* **GOAL**
Reproduce every line of the material below word for word, leaving out the pictures.

[Collected data]
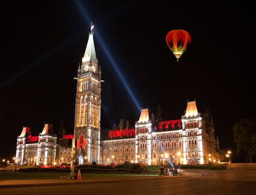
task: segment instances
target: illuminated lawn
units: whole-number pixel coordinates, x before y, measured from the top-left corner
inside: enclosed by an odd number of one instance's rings
[[[76,173],[77,176],[77,173]],[[0,172],[1,180],[13,179],[59,179],[60,176],[69,176],[70,174],[65,173],[19,173],[19,172]],[[82,179],[114,178],[127,177],[152,177],[158,176],[158,174],[143,174],[129,173],[81,173]]]

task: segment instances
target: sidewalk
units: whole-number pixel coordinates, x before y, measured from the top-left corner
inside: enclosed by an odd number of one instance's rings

* **OUTPUT OF THE TASK**
task: segment instances
target: illuminated lawn
units: whole-number pixel coordinates, x before y, measured from the top-left corner
inside: enclosed by an odd number of one instance's rings
[[[76,173],[77,176],[77,173]],[[0,172],[1,180],[13,179],[59,179],[60,176],[69,176],[70,174],[65,173],[19,173],[19,172]],[[82,179],[114,178],[127,177],[152,177],[158,176],[158,174],[143,174],[129,173],[81,173]]]

task: segment instances
target: sidewalk
units: whole-number pixel coordinates, x before y, measured from the top-left corner
inside: enclosed by an odd number of one instance's rings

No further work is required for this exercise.